Brief. Quote exactly the lines from the one with "Would you be able to locate the shirt" to the end of the data, both included; omit the pictures.

Dataset.
◇ ◇ ◇ ◇ ◇ ◇ ◇
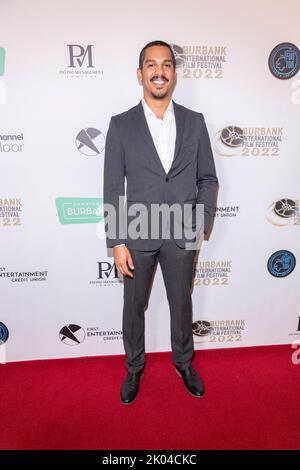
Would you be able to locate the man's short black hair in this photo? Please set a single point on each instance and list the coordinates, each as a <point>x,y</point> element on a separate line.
<point>155,43</point>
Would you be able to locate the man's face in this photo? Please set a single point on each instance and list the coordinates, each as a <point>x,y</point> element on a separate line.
<point>158,75</point>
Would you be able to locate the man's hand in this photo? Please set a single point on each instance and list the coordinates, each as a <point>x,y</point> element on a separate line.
<point>122,258</point>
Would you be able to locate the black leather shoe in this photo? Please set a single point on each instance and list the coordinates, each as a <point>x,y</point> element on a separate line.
<point>192,381</point>
<point>130,387</point>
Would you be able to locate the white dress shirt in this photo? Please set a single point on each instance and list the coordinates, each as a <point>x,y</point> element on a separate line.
<point>163,132</point>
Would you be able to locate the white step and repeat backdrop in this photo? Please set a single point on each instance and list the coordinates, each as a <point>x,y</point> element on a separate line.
<point>65,69</point>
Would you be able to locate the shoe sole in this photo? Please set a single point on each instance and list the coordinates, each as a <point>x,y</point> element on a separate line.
<point>130,403</point>
<point>192,395</point>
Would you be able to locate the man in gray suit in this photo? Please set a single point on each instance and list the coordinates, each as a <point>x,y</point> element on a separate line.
<point>163,151</point>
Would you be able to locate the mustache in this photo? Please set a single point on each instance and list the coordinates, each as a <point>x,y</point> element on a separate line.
<point>161,77</point>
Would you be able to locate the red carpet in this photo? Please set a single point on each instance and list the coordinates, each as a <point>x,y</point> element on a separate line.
<point>252,402</point>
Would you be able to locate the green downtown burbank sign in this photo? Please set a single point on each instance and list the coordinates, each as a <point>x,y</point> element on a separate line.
<point>79,210</point>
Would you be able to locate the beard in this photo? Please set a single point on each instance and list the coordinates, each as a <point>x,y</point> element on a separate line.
<point>160,96</point>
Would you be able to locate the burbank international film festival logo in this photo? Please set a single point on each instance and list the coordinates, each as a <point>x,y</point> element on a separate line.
<point>90,141</point>
<point>281,263</point>
<point>2,71</point>
<point>74,335</point>
<point>218,331</point>
<point>284,61</point>
<point>10,212</point>
<point>212,272</point>
<point>284,211</point>
<point>200,61</point>
<point>233,141</point>
<point>81,62</point>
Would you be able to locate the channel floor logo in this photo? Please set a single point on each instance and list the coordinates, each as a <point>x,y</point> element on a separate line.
<point>90,141</point>
<point>72,335</point>
<point>281,263</point>
<point>4,334</point>
<point>284,60</point>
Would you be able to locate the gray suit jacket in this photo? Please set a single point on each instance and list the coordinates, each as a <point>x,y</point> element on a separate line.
<point>130,153</point>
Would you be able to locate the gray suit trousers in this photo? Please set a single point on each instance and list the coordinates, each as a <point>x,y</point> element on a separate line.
<point>177,269</point>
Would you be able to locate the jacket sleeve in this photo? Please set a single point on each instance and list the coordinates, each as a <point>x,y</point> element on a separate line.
<point>207,181</point>
<point>113,187</point>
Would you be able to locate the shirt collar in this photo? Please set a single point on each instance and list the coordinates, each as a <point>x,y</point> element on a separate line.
<point>148,111</point>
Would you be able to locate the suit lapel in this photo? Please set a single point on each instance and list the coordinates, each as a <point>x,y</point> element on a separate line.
<point>143,128</point>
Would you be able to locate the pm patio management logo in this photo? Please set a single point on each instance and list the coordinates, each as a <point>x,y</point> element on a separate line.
<point>72,210</point>
<point>2,83</point>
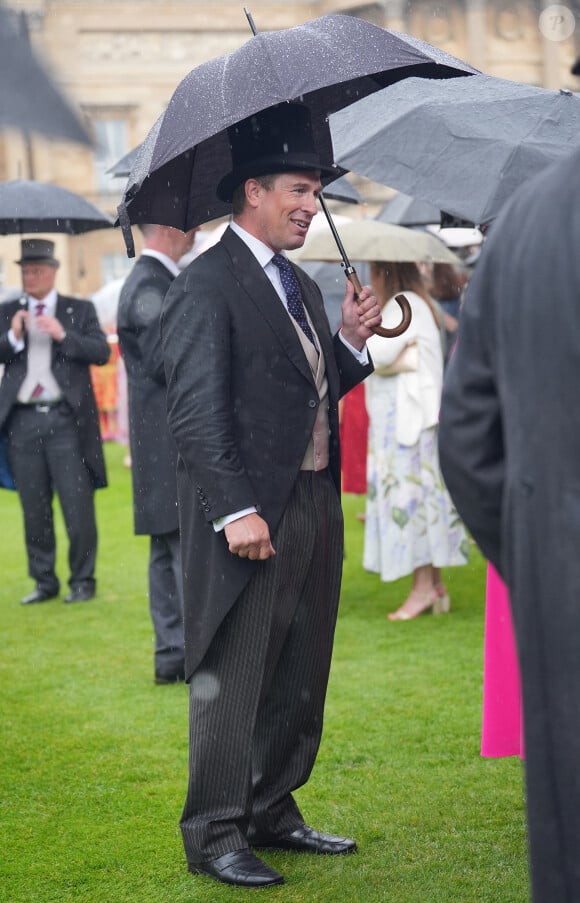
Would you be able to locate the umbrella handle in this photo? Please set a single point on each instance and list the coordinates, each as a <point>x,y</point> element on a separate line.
<point>401,300</point>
◇ ◇ ◇ ◇ ◇ ◇ ◇
Written reply.
Would you be able to locate the shirt collar in this photo? Please set a single point on each instance and list the coordinates, each as a <point>x,y</point> element on a separate line.
<point>148,111</point>
Would you be able to locate the suit lapel in this photo? Please set a single point on each instance and list the coordinates, each as a <point>x,y</point> element on a separate line.
<point>143,128</point>
Would you be able to locate the pm patio management logo in this photo? Please set a single point on each instance and list the coordinates, each as a <point>x,y</point> element on a separate line.
<point>72,210</point>
<point>2,83</point>
Would you be able to locate the umbrella handle in this photo? Please set a single point on each instance and list the coordinates, each as a <point>x,y</point> element on a separate line.
<point>401,300</point>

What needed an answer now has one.